Please return all lines of the data below containing the string "concrete".

(Referring expression data)
• • •

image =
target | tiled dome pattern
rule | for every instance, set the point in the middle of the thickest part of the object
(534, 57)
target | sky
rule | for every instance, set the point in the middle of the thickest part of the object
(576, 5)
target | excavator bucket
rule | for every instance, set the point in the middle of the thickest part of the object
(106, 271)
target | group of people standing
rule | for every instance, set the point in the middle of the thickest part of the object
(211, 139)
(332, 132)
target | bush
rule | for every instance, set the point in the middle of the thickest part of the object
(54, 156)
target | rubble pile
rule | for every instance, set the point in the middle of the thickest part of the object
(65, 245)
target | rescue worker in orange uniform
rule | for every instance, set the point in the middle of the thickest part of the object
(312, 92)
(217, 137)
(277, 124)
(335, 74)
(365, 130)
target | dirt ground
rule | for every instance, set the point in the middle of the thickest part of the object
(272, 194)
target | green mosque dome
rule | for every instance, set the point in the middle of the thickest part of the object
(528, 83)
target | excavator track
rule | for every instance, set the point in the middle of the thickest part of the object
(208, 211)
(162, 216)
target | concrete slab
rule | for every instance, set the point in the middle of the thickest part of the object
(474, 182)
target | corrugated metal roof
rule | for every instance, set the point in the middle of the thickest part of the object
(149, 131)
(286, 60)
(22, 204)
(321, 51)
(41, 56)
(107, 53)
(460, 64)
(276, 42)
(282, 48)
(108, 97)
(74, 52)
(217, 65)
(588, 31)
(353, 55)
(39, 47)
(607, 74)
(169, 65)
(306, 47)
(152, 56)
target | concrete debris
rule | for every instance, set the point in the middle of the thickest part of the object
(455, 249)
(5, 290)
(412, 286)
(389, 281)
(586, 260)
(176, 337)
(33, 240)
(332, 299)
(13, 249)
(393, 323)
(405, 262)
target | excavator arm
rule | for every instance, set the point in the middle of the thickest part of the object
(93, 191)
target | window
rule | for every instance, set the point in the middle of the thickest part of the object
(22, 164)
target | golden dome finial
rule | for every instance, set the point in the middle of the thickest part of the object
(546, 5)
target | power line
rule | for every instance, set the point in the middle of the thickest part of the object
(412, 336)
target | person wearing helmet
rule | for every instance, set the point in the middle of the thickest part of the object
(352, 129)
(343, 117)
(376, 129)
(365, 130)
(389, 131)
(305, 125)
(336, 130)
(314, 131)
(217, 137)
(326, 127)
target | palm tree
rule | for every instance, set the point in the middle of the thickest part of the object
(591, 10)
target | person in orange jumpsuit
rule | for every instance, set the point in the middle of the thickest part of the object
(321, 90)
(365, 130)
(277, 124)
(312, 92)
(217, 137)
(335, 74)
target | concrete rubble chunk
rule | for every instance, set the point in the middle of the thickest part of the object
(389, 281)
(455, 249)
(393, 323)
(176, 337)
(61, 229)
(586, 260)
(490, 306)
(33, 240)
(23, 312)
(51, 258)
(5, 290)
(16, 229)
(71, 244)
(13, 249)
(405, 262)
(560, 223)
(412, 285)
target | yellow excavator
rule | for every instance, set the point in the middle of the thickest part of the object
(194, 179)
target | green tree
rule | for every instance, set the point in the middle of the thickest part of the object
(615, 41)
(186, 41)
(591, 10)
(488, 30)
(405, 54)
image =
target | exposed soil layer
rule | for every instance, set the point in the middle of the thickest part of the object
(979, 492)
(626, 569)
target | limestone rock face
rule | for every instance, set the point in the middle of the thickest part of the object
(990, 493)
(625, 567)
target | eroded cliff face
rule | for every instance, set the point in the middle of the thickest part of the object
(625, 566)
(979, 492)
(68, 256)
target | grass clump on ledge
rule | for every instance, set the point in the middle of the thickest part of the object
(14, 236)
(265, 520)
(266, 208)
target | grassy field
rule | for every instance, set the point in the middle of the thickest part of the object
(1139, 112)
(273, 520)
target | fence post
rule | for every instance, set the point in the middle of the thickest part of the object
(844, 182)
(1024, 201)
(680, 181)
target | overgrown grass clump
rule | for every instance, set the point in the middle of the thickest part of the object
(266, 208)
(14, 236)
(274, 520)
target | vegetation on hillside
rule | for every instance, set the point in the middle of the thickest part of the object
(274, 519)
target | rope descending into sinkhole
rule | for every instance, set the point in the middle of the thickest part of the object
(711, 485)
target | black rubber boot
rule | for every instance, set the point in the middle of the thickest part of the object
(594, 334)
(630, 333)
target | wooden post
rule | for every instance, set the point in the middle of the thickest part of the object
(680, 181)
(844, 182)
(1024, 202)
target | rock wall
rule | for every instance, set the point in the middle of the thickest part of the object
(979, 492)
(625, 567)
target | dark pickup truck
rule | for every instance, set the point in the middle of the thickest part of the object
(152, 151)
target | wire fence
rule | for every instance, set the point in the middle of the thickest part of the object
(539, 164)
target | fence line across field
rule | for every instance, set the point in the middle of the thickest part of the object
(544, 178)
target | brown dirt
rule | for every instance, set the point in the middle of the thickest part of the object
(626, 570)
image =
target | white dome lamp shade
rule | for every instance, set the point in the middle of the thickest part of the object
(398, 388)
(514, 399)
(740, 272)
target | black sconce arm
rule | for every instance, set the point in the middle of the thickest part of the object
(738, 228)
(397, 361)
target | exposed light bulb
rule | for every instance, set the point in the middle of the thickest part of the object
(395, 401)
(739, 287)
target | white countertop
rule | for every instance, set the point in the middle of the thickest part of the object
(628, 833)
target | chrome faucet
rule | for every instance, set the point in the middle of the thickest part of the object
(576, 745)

• • •

ANSWER BOX:
target | concrete slab
target | concrete debris
target | concrete rubble chunk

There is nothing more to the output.